Task instructions: Every line from the line containing "Pest-scouting request: tag the worn" through the final line of the data is to be printed exactly; no other line is to appear.

— BEGIN Record set —

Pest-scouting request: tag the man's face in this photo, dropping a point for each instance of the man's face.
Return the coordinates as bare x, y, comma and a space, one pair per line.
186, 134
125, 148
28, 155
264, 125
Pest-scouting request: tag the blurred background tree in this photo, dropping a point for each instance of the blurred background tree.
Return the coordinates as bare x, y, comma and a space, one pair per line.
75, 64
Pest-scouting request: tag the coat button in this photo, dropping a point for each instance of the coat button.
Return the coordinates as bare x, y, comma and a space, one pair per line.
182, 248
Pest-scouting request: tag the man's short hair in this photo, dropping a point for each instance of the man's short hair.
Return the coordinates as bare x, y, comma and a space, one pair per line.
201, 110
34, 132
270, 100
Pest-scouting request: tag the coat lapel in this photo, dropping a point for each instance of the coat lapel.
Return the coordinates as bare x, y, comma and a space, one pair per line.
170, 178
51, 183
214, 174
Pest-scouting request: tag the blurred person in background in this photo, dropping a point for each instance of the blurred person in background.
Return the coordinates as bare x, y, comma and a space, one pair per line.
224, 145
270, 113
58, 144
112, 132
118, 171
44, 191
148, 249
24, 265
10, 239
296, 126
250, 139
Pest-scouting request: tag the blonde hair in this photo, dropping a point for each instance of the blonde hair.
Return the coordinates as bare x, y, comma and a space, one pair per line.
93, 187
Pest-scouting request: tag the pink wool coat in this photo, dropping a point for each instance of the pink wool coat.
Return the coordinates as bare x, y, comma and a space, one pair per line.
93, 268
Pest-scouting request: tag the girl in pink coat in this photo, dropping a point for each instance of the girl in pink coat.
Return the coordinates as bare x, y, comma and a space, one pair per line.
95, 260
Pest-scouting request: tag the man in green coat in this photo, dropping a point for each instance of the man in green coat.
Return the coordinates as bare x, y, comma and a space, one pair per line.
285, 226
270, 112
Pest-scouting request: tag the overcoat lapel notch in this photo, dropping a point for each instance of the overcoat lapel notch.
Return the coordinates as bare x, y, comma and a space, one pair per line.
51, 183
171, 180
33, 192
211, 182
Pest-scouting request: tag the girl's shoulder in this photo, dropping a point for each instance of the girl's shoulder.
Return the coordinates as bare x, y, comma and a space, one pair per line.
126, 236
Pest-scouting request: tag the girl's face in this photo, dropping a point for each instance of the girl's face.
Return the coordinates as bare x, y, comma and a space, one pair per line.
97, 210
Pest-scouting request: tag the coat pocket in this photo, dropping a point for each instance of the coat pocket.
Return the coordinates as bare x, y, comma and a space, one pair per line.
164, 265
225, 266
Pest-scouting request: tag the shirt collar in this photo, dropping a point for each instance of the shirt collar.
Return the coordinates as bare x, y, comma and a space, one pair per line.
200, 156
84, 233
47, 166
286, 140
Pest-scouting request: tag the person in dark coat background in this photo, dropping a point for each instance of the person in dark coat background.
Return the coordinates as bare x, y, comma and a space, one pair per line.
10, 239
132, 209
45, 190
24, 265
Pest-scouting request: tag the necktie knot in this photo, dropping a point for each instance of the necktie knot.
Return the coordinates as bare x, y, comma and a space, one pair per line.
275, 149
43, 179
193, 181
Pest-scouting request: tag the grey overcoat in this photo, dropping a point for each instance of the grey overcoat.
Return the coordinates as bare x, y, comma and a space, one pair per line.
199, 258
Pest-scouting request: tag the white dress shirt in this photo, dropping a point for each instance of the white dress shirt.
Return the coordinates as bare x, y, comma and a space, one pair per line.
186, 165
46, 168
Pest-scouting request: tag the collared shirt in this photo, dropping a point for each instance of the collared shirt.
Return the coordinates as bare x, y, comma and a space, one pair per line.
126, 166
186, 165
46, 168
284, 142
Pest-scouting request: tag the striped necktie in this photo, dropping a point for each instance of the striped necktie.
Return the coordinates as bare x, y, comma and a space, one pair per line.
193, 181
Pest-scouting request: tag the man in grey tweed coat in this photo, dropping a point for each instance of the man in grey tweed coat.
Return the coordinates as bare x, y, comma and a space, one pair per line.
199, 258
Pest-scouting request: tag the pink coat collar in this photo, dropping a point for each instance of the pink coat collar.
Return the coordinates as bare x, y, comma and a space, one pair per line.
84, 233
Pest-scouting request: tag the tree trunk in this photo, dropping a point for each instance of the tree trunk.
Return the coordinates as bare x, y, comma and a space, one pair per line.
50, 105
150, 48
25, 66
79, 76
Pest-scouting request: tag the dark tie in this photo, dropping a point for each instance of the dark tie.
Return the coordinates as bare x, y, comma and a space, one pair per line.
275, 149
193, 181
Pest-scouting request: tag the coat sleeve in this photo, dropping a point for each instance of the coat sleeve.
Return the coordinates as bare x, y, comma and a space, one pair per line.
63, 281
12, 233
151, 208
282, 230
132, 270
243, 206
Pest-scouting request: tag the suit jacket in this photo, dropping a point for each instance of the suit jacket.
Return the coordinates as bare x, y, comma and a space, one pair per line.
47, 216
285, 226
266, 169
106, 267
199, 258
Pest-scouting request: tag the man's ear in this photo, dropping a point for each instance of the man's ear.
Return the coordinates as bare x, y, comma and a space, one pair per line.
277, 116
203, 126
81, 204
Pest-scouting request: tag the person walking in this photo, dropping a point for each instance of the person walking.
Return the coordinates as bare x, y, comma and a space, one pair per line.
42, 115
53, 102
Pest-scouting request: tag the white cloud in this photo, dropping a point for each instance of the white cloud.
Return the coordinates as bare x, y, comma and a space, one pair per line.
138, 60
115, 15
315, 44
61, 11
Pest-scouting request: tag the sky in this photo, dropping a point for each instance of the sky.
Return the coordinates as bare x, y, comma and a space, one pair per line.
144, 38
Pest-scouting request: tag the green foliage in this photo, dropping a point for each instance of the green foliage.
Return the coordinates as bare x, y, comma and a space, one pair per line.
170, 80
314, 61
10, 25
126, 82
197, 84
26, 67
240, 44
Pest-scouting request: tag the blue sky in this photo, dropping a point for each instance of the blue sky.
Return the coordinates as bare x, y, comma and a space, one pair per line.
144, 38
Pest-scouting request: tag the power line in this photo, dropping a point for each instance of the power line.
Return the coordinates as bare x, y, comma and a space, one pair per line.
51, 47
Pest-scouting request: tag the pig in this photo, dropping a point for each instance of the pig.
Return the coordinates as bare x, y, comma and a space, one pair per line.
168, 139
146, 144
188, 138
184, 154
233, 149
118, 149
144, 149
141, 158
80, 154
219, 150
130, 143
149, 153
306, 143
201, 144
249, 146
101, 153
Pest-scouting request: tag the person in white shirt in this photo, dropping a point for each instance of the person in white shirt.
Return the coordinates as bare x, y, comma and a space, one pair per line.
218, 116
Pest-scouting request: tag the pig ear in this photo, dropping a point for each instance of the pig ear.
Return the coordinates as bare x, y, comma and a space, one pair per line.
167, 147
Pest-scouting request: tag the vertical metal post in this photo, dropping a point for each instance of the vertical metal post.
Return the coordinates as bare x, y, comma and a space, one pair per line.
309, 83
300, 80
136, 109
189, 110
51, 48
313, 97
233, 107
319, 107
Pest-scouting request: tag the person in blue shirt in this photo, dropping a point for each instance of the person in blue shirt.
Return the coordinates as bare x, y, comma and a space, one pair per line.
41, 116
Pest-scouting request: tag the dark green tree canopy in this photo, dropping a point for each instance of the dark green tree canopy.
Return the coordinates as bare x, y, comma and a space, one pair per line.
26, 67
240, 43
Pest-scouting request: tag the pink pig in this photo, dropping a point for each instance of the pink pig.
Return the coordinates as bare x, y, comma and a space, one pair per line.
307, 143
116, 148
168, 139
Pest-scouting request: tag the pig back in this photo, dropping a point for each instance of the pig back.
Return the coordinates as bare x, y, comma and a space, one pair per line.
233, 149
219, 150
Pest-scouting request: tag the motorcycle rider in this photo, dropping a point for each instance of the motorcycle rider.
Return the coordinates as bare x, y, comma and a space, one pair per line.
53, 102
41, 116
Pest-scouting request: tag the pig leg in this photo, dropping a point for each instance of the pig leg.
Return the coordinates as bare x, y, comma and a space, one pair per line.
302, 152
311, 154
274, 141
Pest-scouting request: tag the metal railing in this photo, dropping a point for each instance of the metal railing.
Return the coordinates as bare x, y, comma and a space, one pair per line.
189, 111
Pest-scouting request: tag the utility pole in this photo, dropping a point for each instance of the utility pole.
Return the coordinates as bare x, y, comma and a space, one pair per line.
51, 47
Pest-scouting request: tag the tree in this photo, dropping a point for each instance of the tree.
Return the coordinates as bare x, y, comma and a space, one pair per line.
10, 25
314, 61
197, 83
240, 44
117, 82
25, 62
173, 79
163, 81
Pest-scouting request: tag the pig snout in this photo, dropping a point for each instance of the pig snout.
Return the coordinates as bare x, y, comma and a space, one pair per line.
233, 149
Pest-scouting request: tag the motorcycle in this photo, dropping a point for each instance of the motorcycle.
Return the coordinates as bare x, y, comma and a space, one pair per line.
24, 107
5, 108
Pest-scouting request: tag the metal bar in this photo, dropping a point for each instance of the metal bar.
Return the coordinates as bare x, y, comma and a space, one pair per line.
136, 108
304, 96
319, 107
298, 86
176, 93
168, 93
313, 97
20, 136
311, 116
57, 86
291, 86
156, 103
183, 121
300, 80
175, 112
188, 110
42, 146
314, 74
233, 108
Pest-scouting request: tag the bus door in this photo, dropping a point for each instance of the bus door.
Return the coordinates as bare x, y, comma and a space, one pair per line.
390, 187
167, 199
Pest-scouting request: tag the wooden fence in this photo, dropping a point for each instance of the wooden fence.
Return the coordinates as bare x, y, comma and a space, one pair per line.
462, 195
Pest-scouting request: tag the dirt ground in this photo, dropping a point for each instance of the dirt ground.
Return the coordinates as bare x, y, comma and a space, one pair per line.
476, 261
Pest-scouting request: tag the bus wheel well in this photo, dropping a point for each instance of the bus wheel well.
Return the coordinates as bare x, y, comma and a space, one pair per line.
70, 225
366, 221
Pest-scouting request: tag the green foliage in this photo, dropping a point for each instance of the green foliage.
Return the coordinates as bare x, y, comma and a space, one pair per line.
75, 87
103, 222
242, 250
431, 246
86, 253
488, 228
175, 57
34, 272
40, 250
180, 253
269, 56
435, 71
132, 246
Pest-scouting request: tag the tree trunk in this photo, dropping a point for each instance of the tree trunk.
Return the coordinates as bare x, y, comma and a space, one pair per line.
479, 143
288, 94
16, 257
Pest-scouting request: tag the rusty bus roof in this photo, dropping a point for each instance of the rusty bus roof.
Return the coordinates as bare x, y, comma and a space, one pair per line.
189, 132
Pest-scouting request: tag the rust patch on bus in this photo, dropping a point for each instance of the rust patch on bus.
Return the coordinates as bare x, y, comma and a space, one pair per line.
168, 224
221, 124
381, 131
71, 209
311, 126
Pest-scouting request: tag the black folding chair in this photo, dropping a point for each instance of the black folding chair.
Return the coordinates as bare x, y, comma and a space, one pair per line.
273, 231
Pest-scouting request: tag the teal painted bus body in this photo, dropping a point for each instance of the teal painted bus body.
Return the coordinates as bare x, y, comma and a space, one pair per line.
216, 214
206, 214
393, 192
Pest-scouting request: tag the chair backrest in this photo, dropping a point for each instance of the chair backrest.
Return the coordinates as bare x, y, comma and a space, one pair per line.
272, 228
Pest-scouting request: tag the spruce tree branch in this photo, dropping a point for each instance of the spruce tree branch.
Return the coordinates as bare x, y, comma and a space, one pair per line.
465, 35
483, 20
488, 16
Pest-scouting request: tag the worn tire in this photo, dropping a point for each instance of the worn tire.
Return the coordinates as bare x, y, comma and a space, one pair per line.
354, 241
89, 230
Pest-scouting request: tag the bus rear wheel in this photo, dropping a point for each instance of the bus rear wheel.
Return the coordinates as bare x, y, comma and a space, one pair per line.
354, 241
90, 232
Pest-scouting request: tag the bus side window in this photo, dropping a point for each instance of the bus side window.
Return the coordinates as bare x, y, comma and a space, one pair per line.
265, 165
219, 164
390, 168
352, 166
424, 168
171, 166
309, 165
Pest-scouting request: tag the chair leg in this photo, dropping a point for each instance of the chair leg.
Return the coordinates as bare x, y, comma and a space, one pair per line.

— END Record set —

Full response:
Pest-scouting request: tag the worn tire in this photo, dropping a point for each instance of the worn tire.
Return the coordinates as bare x, y, comma and a space, one pair per line.
354, 241
89, 230
Pest-scouting request: tag the bus rear wheel in this photo, dropping a point for each instance of the bus rear wheel.
Return the coordinates as bare x, y, comma and a space, one pair per line.
354, 241
90, 232
Pest-scouting request: tag the bus side window in this photo, dropping a point for each instance of the bus side window.
Return the coordinates as bare x, y, comma and a space, one pair per line.
265, 165
219, 164
390, 168
352, 166
424, 168
171, 166
309, 165
Pest-scouting request: tag the chair leg in this photo, dropping a point for each instance of the chair leg.
Return the coordinates as bare x, y, comma and a space, one pair per line.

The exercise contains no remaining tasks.